DOCUMENT EXCERPT:
* Begin *

The industry’s assets are said to have recorded a 16% year-on-year growth, reaching an estimated US$1.8 trillion as of the end of last year. The factors driving the industry’s development include the stronger demand for Shariah compliant or ethical financing solutions as well as staunch support from multilateral organizations and regulatory bodies.
A major growth area for Islamic finance is the banking sector, representing an 80% share of the global Islamic finance assets in 2013. The largest Islamic banking jurisdiction is Saudi Arabia, capturing 18% of the global Islamic banking assets: followed by Malaysia at 13%, the UAE at 7%, Kuwait at 6% and Qatar at 4%. In its 2014 forecast, KFH expects the GCC and Asian regions to progress in terms of product offerings and regulatory advancements.
According to the report, the Sukuk market managed to exceed US$100 billion in 2013 with a total of US$119.7 billion in new issuances. The momentum is expected to pick up in light of the upcoming sovereign issuances from the UK, Ireland, South Africa, Tunisia, Mauritania, Senegal, Luxembourg and Oman; as well as international organizations such as the Asian Development Bank and the IDB.
As for Takaful, the KFH research report suggests that gross contributions from the global Takaful industry will surpass the US$20 billion mark this year. At a compound annual growth rate of 18.1% from 2007-12, its progress is underpinned by economic, financial and socio-demographic trends.

* End *

EXERCISE REQUIREMENTS:
[1] According to the Islamic finance excerpt, what share of global Islamic banking assets does Saudi Arabia hold?
[2] Rewrite everything from "As for Takaful, the" down to "and socio-demographic trends." in the Islamic finance excerpt, changing "Takaful" to "Islamic insurance".
The entries after this point come from a separate source.

DATA ROWS:
* Begin *

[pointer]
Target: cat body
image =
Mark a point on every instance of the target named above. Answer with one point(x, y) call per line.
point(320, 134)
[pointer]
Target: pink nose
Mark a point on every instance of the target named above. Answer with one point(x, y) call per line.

* End *

WRITTEN ANSWERS:
[1] Saudi Arabia holds 18% of global Islamic banking assets.

[2]
As for Islamic insurance, the KFH research report suggests that gross contributions from the global Islamic insurance industry will surpass the US$20 billion mark this year. At a compound annual growth rate of 18.1% from 2007-12, its progress is underpinned by economic, financial and socio-demographic trends.